## PROBLEM TO SOLVE
Repeat exactly each line of the data provided below.

## PROVIDED INFORMATION

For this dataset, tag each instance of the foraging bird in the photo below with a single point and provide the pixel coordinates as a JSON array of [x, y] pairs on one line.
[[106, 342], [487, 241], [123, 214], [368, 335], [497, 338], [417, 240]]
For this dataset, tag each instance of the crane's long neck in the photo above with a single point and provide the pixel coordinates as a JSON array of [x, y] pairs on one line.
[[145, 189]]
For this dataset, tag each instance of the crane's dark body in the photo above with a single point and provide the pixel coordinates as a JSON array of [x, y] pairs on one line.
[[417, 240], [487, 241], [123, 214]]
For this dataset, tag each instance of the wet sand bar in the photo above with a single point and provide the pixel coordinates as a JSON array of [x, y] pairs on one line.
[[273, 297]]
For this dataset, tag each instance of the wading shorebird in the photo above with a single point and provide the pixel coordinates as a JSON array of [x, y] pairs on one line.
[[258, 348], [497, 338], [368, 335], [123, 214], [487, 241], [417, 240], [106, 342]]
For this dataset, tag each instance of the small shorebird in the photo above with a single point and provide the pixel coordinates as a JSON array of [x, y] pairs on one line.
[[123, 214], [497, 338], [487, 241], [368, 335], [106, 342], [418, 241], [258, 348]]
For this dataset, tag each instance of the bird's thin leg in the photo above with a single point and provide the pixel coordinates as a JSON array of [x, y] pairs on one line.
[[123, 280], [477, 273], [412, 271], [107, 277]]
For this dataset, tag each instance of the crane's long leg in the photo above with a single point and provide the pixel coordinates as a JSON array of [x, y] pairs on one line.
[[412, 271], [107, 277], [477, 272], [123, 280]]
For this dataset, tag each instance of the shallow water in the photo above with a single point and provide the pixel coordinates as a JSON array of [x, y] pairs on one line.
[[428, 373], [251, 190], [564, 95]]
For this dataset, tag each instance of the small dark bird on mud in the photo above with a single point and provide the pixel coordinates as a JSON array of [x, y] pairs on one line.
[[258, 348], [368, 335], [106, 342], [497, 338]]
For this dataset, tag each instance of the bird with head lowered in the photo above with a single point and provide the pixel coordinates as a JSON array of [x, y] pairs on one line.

## ANSWER SPACE
For this dataset, tag each instance of the foraging bird in the photo below with a single point and provide the pixel coordinates as a JSON array of [x, y] pairs on one line.
[[106, 342], [487, 241], [123, 214], [368, 335], [497, 338], [417, 240]]
For this dataset, tag each instance of the crane's long neck in the photo above with a single point and provide the pixel coordinates as a JSON array of [x, y] pairs on one line.
[[145, 189]]
For this dataset, tag each instance of the crane's dark body in the photo above with a single point and provide the pixel coordinates as a JSON array of [x, y] pairs on one line.
[[417, 240], [487, 241], [123, 214]]
For this dataset, tag each instance of the wet sand bar in the photo above with a single point and provide the pixel coordinates as a JSON array of [x, y] pairs on one line.
[[273, 297]]
For this dataset, tag each instance of the wading shorebird in the photo above with a single point and provide the pixel coordinates as a JSON array of [x, y] pairs on one line.
[[258, 348], [497, 338], [368, 335], [123, 214], [487, 241], [417, 240], [106, 342]]
For this dataset, tag each instance of the small shorebird in the photo above with a single point and provide the pixel coordinates as a JSON array of [x, y] pairs on one line.
[[123, 214], [497, 338], [487, 241], [368, 335], [106, 342], [418, 241], [258, 348]]
For this dataset, tag each instance of the bird's thin leg in the photo above with a single point and provide the pixel coordinates as a JSON array of [x, y] pairs on one line.
[[123, 280], [477, 273], [412, 271], [107, 277]]
For this dataset, tag each instance of the crane's long leg in the photo above with a single point and provide the pixel coordinates as a JSON array of [x, y] pairs on one line.
[[412, 271], [107, 277], [477, 272], [123, 280]]
For this dataset, tag each instance of the shallow water in the photo above with a single point and provide the pixel coordinates as a JSON array of [x, y] pairs on one line.
[[428, 373], [251, 190], [564, 95]]
For this dataset, tag each instance of the small dark bird on mud in the photo above with a single point and provide the pixel coordinates as a JSON array of [x, y] pairs on one line.
[[258, 348], [368, 335], [106, 342], [497, 338]]
For this dataset, tag each instance of the bird with head lowered in the photo above with a single point and provide the pixel coordinates as a JSON array of [x, y] pairs on one line.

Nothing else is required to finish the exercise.